EXERCISE DESCRIPTION - Count the lines of the listing below that contain the string "light" and give only that number.

STORED DATA -
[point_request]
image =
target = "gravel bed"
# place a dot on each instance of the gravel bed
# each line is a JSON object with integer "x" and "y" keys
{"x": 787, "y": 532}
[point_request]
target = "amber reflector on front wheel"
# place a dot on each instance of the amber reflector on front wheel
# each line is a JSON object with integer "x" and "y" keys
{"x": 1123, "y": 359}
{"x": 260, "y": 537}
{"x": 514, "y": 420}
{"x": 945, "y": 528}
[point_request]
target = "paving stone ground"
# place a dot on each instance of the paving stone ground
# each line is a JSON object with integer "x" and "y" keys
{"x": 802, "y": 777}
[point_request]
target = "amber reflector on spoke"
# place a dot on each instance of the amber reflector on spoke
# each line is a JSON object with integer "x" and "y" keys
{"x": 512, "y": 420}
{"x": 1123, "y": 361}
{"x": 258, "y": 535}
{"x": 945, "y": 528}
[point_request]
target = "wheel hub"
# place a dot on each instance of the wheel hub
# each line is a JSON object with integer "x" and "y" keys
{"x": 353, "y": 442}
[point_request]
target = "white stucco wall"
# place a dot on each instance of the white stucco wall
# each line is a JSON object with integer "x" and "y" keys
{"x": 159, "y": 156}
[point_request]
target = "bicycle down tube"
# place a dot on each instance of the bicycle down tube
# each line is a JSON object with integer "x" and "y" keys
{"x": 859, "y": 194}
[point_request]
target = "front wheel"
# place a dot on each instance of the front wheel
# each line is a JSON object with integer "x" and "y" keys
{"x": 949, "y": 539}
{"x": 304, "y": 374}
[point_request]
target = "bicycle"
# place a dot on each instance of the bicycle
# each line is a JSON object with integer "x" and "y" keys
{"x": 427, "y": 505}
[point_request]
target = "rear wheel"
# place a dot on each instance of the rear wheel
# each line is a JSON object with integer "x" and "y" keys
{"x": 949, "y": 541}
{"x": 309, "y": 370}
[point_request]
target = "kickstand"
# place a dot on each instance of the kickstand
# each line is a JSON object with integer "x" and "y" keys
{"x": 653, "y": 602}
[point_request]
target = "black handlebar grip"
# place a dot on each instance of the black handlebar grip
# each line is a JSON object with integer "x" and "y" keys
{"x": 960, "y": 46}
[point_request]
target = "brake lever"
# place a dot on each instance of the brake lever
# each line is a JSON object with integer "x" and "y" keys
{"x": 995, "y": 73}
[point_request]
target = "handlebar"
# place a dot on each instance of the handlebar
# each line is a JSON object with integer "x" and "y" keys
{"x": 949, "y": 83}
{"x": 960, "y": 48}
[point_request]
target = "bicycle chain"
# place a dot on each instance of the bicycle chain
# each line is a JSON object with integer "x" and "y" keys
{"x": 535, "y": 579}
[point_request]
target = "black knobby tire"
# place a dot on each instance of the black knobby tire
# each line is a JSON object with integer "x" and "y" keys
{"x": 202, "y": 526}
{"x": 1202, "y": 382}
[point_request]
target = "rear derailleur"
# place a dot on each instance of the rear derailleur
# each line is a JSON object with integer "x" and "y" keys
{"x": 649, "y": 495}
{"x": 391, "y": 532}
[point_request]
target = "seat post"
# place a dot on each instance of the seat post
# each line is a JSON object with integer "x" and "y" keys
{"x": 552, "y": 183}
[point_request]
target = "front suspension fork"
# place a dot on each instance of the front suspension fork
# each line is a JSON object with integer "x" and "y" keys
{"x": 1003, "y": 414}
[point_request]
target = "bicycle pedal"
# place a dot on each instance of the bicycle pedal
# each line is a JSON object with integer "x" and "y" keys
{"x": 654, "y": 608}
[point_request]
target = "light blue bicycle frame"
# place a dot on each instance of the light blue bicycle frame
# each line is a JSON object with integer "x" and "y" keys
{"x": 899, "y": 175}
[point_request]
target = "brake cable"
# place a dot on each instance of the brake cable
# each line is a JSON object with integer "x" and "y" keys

SOLUTION TO THIS TASK - 2